▸ **The request**:
Output all the entries word for word. Omit the pictures.
-- Start Extracted material --
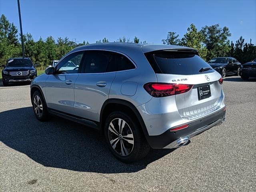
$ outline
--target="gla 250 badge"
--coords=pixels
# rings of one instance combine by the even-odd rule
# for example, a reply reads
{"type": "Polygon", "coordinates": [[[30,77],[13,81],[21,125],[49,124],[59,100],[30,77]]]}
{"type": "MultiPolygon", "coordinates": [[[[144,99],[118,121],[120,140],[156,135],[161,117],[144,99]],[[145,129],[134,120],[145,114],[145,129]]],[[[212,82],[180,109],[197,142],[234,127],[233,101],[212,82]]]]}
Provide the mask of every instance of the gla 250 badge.
{"type": "Polygon", "coordinates": [[[172,82],[176,82],[178,81],[187,81],[188,79],[173,79],[172,80],[172,82]]]}

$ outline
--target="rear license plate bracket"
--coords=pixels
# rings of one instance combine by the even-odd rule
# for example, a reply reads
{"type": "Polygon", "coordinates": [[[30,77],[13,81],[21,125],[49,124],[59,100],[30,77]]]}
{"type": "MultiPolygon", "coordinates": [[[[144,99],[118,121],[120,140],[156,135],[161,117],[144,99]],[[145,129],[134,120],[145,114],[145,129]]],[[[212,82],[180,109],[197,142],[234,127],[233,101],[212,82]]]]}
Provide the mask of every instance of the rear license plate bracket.
{"type": "Polygon", "coordinates": [[[208,98],[212,96],[210,85],[198,87],[197,92],[199,100],[208,98]]]}

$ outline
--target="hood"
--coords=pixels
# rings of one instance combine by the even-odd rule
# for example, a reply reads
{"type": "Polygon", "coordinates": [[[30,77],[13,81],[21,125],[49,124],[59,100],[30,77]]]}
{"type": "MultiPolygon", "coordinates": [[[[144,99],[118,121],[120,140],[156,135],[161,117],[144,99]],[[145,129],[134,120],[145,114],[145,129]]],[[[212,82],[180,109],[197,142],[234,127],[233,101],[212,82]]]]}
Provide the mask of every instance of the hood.
{"type": "Polygon", "coordinates": [[[218,67],[223,67],[226,65],[226,63],[209,63],[211,67],[213,68],[218,67]]]}
{"type": "Polygon", "coordinates": [[[32,66],[31,67],[8,67],[8,66],[6,66],[4,68],[4,70],[6,71],[28,71],[28,70],[34,70],[36,69],[32,66]]]}
{"type": "Polygon", "coordinates": [[[246,66],[256,66],[256,62],[248,62],[248,63],[245,63],[244,64],[243,64],[243,67],[245,67],[246,66]]]}

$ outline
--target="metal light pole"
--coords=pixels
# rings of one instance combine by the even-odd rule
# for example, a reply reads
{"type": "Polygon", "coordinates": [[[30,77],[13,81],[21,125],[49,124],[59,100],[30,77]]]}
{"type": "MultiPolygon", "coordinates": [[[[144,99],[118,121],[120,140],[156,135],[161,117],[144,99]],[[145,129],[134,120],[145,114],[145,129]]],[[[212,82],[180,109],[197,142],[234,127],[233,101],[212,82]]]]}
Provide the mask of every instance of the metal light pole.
-- End Extracted material --
▸ **Answer to the task**:
$ outline
--target="gla 250 badge"
--coords=pixels
# rings of one instance combine by the even-odd rule
# for example, a reply reads
{"type": "Polygon", "coordinates": [[[30,77],[13,81],[21,125],[49,124],[59,100],[30,77]]]}
{"type": "MultiPolygon", "coordinates": [[[[144,99],[118,121],[120,140],[156,135],[161,117],[144,99]],[[145,129],[134,120],[145,114],[145,129]]],[[[212,82],[180,109],[197,142],[234,127],[233,101],[212,82]]]]}
Provide the mask of every instance of the gla 250 badge.
{"type": "Polygon", "coordinates": [[[172,82],[176,82],[178,81],[187,81],[188,79],[173,79],[172,80],[172,82]]]}

$ outline
--target="rear license plate bracket"
--coords=pixels
# rings of one instance combine by the even-odd rule
# for example, a reply reads
{"type": "Polygon", "coordinates": [[[30,77],[13,81],[21,125],[49,124],[59,100],[30,77]]]}
{"type": "MultiPolygon", "coordinates": [[[[144,99],[118,121],[120,140],[156,135],[161,117],[144,99]],[[145,129],[134,120],[145,114],[145,129]]],[[[212,82],[180,109],[197,142],[234,127],[233,101],[212,82]]]]}
Provide the mask of every instance of the rear license plate bracket.
{"type": "Polygon", "coordinates": [[[208,98],[212,96],[210,85],[198,87],[197,92],[199,100],[208,98]]]}

$ outline
--target="hood"
--coords=pixels
# rings of one instance combine by the even-odd rule
# for example, a reply reads
{"type": "Polygon", "coordinates": [[[30,77],[13,81],[21,125],[49,124],[59,100],[30,77]]]}
{"type": "MultiPolygon", "coordinates": [[[[144,99],[118,121],[120,140],[156,135],[161,117],[144,99]],[[145,129],[134,120],[145,114],[145,129]]],[[[212,82],[180,109],[197,142],[234,127],[233,101],[212,82]]]]}
Provide the mask of every instance of the hood.
{"type": "Polygon", "coordinates": [[[218,67],[223,67],[226,65],[226,63],[209,63],[211,67],[213,68],[218,67]]]}
{"type": "Polygon", "coordinates": [[[32,66],[31,67],[8,67],[8,66],[6,66],[4,68],[4,70],[6,71],[28,71],[28,70],[34,70],[36,69],[32,66]]]}
{"type": "Polygon", "coordinates": [[[246,66],[256,66],[256,62],[248,62],[248,63],[245,63],[244,64],[243,64],[243,67],[245,67],[246,66]]]}

$ outline
--target="metal light pole"
--coords=pixels
# rings of one instance combine by the even-odd rule
# for example, a reply reads
{"type": "Polygon", "coordinates": [[[30,77],[13,81],[21,125],[49,124],[59,100],[30,77]]]}
{"type": "MultiPolygon", "coordinates": [[[[144,99],[118,121],[120,140],[156,135],[161,117],[144,99]],[[145,129],[134,120],[145,114],[145,129]]],[[[212,82],[180,109],[197,142],[234,127],[233,101],[212,82]]]]}
Provide the mask of every instance of the metal light pole.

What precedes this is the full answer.